● **Opdracht**
Schaal het stuk van de regel met "Could you point at the asphalt" tot en met het einde van de items: geef alleen die regels opnieuw, verzoeken inbegrepen, en vermenigvuldig elke coördinaat in de antwoorden met 1,55, afgerond op hele getallen waarbij halven naar boven gaan. De getallen in de verzoeken en in hun voorbeeldnotatie blijven zoals ze zijn.
++++ Aangeleverde gegevens ++++
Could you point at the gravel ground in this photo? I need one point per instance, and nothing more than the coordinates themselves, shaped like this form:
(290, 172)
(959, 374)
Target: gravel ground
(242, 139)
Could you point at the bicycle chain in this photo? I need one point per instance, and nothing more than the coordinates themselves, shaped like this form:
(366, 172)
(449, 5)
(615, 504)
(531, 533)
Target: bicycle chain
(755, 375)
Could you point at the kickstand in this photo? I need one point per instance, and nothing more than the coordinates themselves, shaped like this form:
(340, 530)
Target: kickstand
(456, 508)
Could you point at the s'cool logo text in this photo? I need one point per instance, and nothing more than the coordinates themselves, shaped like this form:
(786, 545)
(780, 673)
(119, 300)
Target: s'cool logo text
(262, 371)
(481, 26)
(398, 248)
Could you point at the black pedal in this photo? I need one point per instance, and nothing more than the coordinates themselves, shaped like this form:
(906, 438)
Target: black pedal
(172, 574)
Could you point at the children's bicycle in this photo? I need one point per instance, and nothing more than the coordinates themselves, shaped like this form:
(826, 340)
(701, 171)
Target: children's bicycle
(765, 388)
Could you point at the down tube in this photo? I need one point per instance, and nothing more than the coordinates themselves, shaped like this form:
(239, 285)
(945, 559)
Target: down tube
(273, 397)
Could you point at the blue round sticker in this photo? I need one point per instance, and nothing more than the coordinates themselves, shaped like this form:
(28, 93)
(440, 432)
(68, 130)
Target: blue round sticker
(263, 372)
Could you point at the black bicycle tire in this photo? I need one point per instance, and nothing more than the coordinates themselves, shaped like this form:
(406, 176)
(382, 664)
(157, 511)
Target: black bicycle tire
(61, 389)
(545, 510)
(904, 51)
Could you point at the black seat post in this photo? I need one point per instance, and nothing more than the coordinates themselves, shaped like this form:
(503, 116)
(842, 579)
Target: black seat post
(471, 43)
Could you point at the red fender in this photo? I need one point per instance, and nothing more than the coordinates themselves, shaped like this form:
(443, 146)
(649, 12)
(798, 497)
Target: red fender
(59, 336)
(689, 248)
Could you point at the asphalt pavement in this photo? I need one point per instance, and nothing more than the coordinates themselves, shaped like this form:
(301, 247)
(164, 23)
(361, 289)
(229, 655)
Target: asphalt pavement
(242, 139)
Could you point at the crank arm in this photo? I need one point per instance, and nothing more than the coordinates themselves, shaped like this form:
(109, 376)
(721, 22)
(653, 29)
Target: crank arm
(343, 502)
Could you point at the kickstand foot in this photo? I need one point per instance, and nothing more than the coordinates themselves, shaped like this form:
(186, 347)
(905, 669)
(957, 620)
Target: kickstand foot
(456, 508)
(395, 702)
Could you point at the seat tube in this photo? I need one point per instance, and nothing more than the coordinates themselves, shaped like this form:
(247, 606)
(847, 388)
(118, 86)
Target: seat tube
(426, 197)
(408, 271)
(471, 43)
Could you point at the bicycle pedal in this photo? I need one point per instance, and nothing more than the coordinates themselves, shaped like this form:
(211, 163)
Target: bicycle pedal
++++
● **Het resultaat**
Could you point at the asphalt pavement in this photo? I need one point per instance, and nothing more than the coordinates themselves, shaped like this form:
(301, 247)
(164, 23)
(361, 289)
(229, 655)
Target: asphalt pavement
(375, 215)
Could you point at the crank arm in this photo? I need one point per instance, and nothing more than the coordinates themselves, shaped like this form:
(109, 376)
(721, 22)
(653, 29)
Target: crank arm
(532, 778)
Could you point at the kickstand foot in this photo? I need one point per instance, and nothing more than the coordinates themselves, shaped like this form:
(186, 347)
(905, 669)
(957, 620)
Target: kickstand foot
(707, 787)
(612, 1088)
Could you point at the seat tube in this photo? I need one point per instance, and nothing more than the coordinates themselves, shaped like this form:
(247, 606)
(847, 388)
(118, 86)
Target: seat tube
(660, 305)
(632, 420)
(730, 67)
Could you point at the bicycle pedal in this photo? I need one point per instance, and nothing more than the coordinates themselves, shaped like this form:
(211, 163)
Target: bicycle pedal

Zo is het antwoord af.